Kutipan Dokumen:

------

III.  Review tentang KHES
            KHES diterbitkan dalam bentuk Peraturan Mahkamah Agung (perma) Nomor 2 tahun 2008 tentang Kompilasi Hukum Ekonomi Syariah. Perma ini dikeluarkan dengan prioritas untuk kalangan Hakim pengadilan dalam lingkungan Peradilan Agama (PA). yang memeriksa, mengadili, menyelesaikan perkara yang berkaitan dengan ekonomi Syariah. KHES ini sudah mengalami penyesuaian-penyesuaian dengan ketentuan-ketentuan syariah yang ada (Suyud Margono, dll.,2009:xii).
            Adapun redaksi perma yang dimaksud di atas adalah,
PERATURAN MAHKAMAH AGUNG REPUBLIK INDONESIA
TENTANG KOMPILASI HUKUM EKONOMI SYARIAH
Pasal 1
1)      Hakim pengadilan dalam lingkungan peradilan agama yang memeriksa, mengadili dan menyelesaikan perkara yang berkaitan dengan ekonomi syariah, mempergunakan sebagai pedoman prinsip syariah dalam Kompilasi Hukum Ekonomi Syariah.
2)      Mempergunakan sebagai pedoman prinsip syariah dalam Kompilasi Hukum Ekonomi Syariah sebagaimana dimaksud ayat (1), tidak mengurangi tanggung jawab hakim untuk menggali dan menemukan hukum untuk menjamin putusan yang adil dan benar .

------

Entri yang Diberikan:
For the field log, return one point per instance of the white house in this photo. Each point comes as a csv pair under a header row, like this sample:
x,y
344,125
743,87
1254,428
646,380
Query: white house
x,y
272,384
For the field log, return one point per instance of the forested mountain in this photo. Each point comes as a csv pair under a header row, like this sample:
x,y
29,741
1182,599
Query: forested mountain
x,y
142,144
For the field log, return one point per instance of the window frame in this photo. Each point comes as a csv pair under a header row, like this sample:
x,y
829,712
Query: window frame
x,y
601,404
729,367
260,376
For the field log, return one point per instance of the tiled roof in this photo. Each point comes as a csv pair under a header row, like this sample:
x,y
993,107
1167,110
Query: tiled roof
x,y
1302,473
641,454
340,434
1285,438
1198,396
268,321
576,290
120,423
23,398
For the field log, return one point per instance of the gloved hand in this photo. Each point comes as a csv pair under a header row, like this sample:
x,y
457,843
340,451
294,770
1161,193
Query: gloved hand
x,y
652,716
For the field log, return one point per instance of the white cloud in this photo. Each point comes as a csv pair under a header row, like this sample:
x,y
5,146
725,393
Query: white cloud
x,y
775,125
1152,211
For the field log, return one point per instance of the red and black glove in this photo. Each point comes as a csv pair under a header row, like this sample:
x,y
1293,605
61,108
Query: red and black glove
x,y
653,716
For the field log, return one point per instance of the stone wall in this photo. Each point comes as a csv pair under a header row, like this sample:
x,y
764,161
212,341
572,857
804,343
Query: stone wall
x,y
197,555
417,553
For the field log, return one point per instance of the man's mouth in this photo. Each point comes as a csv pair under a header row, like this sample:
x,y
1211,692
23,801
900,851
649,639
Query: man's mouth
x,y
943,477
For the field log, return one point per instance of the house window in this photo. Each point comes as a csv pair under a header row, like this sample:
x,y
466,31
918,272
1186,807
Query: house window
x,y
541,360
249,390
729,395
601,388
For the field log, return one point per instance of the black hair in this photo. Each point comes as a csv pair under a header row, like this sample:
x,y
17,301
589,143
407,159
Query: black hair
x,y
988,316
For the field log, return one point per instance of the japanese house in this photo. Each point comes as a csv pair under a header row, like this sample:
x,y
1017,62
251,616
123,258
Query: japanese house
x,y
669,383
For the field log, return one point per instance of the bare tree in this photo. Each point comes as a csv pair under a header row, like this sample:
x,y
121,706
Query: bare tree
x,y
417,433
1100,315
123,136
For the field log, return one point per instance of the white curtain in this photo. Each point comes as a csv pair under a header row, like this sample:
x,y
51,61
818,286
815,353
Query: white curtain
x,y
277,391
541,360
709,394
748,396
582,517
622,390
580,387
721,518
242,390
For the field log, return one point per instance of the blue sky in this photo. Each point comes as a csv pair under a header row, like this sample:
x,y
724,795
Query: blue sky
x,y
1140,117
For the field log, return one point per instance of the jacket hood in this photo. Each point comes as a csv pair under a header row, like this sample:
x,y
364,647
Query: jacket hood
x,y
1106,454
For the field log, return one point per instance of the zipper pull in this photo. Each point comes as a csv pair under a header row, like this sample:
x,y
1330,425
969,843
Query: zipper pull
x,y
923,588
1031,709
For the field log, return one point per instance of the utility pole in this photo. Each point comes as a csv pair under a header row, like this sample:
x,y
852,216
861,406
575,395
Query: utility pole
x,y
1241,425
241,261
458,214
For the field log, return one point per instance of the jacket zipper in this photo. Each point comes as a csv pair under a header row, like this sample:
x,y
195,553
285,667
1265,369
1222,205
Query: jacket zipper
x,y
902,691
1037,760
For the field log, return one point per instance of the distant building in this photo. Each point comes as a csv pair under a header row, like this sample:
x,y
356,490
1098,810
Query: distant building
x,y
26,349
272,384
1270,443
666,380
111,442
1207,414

------

Tugas yang Dikerjakan:
1. Menurut kutipan dokumen tentang KHES, dalam bentuk apa KHES diterbitkan?
2. Lanjutkan kutipan dokumen tentang KHES mulai dari bagian setelah kalimat terakhirnya.

Hasil Pengerjaan:
1. KHES diterbitkan dalam bentuk Peraturan Mahkamah Agung (perma) Nomor 2 tahun 2008 tentang Kompilasi Hukum Ekonomi Syariah.

2.
            Pada pasal 1 ayat (2) di atas, terdapat kalimat “…tidak mengurangi tanggung jawab hakim untuk menggali dan menemukan hukum untuk menjamin putusan yang adil dan benar” menunjukkan bahwa masih terbuka peluang bagi hakim untuk keluar dari KHES jika diperlukan untuk itu, demi memenuhi rasa keadilan dan kebenaran.
            Adapun sistematika KHES terdiri dari 4 buku yang terdiri dari 796 pasal dengan perincian sebagai berikut;
Buku I              : membahas tentang Subjek Hukum dan Harta (amwal) yang terdiri atas 3 bab dengan 19 pasal.
Buku II           : membahas tentang Akad, yang terdiri atas 29 bab, 655 pasal.
Buku III           : membahas tentang Zakat dan Hibah, yang terdiri atas 4 bab dengan 60 pasal.
Buku IV           : membahas tentang Akuntasi syariah, yang terdiri atas 7 bab dengan 62 pasal.
            Dalam buku 1 yang terdiri dari 3 bab ini menerangkan tentang subjek hukum. Pada bab I, mengatur tentang ketentuan umum. Bab II, menjelaskan tentang kecakapan subjek hukum yang dapat atau tidak dapat melakukan perbuatan hukum, dan ketentuan dalam perwalian, yang dalam perwalian tersebut terjadi akibat dari orang yang tidak cakap melakukan perbuatan hukum.. Pada bab III, mengatur tentang amwal atau kebendaan yang di dalamnya dibahas tentang asas kepemilikan, cara memperoleh, dan sifat kepemilikan dari amwal tersebut.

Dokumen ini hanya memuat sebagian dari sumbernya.